▸ Records for the task:
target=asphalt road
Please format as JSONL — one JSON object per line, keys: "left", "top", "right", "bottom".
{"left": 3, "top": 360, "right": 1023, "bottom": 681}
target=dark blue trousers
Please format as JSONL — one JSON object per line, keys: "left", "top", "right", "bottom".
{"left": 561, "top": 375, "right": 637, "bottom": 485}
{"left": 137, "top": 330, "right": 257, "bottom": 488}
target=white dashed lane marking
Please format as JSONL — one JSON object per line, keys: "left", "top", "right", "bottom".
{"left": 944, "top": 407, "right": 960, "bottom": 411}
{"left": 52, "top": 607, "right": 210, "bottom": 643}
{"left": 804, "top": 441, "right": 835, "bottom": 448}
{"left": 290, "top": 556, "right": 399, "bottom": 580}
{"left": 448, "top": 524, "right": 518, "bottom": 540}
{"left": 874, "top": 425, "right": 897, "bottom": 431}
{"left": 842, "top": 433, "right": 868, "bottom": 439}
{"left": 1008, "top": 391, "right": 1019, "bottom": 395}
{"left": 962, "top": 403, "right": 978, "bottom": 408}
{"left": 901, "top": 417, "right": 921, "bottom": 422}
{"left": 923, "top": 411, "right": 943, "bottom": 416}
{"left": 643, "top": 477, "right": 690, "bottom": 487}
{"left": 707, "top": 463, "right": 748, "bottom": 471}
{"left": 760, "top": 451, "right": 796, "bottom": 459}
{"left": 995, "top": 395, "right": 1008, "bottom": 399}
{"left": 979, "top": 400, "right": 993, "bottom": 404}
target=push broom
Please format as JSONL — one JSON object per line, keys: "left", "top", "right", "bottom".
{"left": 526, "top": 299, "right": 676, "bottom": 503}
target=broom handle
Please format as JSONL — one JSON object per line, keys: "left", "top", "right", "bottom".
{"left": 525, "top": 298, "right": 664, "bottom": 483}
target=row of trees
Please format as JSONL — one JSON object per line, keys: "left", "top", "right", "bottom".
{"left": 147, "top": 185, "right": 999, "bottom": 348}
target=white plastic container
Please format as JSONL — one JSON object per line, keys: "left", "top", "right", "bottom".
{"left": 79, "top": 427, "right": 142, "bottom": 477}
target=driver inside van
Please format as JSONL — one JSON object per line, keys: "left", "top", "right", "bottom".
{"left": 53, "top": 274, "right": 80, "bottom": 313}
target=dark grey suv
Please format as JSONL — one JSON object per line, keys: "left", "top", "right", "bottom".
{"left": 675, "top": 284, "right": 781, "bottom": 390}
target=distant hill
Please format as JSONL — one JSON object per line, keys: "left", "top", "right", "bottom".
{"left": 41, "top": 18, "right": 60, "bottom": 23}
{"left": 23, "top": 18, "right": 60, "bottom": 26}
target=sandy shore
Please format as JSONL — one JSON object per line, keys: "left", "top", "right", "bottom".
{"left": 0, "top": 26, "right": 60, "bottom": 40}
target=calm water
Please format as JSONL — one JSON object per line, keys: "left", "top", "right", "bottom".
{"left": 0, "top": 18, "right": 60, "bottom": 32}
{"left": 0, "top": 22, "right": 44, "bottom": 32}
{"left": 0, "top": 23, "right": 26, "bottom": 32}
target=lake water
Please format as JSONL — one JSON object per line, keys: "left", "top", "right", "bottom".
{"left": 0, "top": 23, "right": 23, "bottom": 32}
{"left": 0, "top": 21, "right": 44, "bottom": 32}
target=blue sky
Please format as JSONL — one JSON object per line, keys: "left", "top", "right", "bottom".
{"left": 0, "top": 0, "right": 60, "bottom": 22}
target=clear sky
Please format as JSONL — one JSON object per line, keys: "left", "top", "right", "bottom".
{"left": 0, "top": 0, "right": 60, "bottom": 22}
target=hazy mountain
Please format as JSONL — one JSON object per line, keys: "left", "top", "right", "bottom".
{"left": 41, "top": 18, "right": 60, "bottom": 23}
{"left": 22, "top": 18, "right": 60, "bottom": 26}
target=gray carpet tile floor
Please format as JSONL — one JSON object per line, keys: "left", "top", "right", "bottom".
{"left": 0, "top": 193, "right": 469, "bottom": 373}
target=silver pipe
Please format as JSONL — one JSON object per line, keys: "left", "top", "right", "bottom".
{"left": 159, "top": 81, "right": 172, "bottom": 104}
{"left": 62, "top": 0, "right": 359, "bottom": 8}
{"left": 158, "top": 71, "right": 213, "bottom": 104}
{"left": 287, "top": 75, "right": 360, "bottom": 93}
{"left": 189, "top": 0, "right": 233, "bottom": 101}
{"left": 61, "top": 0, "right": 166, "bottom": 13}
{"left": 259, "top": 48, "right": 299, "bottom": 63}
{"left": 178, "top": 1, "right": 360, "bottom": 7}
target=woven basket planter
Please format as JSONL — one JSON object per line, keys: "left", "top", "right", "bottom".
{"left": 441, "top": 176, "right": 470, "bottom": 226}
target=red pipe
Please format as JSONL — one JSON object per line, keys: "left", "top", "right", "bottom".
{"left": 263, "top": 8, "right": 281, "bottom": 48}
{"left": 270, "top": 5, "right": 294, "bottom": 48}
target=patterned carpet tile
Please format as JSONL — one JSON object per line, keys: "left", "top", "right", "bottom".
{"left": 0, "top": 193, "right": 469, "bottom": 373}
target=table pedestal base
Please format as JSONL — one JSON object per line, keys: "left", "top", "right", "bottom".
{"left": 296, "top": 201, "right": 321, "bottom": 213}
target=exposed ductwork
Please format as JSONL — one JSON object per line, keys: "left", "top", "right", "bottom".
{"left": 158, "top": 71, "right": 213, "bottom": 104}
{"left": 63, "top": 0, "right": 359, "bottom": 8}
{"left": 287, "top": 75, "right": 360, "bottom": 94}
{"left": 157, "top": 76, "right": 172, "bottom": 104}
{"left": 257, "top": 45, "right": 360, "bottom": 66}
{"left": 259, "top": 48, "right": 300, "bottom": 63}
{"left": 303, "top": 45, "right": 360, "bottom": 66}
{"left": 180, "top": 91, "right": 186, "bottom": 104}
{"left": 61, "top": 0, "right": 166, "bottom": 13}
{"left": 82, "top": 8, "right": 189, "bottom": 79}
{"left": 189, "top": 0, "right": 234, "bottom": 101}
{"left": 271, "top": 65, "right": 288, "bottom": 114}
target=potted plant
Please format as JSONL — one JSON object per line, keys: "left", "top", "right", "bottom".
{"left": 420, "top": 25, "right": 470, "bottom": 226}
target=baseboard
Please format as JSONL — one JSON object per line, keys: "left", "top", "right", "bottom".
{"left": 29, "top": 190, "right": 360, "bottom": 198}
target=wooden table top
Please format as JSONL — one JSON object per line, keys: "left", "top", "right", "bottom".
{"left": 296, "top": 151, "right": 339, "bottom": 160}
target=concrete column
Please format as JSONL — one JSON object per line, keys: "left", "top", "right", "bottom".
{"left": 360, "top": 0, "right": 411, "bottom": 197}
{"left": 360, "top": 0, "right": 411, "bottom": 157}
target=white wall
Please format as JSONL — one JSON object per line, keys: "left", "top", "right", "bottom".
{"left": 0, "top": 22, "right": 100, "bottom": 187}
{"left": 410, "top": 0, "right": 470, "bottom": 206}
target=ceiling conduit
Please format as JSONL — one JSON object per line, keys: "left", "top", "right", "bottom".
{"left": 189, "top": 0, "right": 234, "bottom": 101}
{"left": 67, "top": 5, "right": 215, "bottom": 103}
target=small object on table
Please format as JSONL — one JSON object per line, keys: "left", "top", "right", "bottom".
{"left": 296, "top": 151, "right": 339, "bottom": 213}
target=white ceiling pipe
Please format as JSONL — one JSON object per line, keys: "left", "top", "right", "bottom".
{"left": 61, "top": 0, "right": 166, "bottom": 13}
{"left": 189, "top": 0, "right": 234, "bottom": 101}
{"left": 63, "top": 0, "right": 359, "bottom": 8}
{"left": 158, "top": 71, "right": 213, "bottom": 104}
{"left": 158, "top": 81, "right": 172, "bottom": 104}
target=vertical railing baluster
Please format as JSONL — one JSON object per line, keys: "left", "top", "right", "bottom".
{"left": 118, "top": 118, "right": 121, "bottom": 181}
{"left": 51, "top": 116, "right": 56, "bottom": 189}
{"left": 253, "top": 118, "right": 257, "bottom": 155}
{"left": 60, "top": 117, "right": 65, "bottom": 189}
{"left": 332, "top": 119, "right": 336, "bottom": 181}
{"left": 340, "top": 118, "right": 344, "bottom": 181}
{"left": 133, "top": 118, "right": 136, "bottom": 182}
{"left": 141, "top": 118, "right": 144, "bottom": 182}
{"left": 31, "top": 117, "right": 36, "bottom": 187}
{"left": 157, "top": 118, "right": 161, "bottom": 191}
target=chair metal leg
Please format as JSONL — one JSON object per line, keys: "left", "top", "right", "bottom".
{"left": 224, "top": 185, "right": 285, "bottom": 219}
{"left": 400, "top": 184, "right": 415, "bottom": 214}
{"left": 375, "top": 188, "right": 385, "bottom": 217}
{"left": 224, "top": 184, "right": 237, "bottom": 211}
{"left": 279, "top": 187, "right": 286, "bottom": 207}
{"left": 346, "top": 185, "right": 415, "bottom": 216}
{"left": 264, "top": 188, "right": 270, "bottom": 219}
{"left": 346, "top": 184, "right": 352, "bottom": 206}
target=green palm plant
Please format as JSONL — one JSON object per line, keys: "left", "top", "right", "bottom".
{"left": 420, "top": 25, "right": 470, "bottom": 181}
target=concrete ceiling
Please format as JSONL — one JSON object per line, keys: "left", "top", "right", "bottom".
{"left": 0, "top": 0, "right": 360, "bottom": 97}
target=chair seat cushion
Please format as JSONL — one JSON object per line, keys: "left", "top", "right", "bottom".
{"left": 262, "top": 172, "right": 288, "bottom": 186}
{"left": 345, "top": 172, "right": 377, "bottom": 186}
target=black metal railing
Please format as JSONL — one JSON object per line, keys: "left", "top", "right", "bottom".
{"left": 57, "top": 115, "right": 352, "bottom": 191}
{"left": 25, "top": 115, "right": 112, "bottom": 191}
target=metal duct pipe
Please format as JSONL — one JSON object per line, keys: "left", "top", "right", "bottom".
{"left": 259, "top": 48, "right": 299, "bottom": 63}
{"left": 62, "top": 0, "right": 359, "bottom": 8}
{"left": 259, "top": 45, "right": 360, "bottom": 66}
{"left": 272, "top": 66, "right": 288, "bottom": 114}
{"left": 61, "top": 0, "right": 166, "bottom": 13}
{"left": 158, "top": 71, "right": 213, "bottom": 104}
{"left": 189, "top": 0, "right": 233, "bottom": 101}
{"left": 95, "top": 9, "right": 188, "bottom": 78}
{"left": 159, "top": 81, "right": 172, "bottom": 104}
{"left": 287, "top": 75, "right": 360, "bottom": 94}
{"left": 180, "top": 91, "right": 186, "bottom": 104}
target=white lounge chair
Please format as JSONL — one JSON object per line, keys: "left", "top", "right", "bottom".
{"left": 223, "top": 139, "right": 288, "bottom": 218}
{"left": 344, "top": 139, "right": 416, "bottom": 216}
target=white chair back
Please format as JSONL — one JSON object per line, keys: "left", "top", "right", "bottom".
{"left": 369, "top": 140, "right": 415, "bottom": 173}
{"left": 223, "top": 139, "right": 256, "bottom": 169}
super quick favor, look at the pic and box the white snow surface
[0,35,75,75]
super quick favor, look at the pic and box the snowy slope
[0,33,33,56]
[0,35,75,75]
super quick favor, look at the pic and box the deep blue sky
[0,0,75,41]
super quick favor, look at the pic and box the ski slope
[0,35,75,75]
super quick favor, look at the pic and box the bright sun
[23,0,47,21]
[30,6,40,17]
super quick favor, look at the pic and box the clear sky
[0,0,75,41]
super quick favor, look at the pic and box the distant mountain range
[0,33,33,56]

▸ Exercise objective:
Pull every line containing "carpet" from the entries above and copy it.

▸ Result for this task:
target=gray carpet tile floor
target=patterned carpet tile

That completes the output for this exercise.